→ **Written task**
Copy the material from its start up to and including the line with "pixel 321 26", swapping "circular hole in dome" for "round opening in dome" and changing nothing else. Omit the picture.

→ **Data supplied**

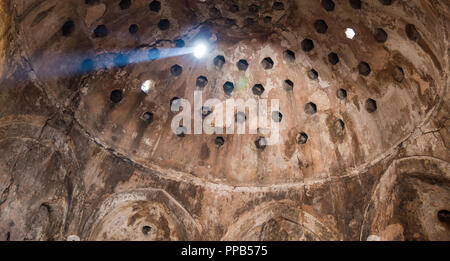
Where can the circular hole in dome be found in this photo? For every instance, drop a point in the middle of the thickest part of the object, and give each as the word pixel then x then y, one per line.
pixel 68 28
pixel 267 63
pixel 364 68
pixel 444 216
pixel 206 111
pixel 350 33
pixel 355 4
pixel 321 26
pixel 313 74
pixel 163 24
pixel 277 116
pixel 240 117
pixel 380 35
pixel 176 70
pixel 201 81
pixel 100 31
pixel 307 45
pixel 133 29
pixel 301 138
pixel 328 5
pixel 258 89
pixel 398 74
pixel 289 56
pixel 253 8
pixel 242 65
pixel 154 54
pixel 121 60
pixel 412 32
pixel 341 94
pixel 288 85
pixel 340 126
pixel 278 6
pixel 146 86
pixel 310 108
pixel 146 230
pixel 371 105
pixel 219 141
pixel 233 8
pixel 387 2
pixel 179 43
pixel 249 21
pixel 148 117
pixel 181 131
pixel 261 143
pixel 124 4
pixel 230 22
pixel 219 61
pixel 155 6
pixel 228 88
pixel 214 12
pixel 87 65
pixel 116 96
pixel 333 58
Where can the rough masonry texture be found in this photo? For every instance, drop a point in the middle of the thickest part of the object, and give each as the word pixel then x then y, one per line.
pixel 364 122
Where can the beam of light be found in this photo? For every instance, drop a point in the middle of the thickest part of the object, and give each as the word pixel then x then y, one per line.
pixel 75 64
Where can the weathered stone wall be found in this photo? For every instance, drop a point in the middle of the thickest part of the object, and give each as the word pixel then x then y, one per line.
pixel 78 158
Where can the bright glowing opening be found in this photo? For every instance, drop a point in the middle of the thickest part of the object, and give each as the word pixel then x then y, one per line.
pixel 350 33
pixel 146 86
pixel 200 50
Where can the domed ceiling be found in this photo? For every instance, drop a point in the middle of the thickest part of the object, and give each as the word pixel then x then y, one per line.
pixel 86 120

→ **Task answer**
Where can the round opening in dome be found in this photo? For every instance, drop a point in the middle of the thickest part of the object, and give each as the word pixel then x then y, one per line.
pixel 68 28
pixel 267 63
pixel 364 68
pixel 444 216
pixel 206 111
pixel 350 33
pixel 355 4
pixel 321 26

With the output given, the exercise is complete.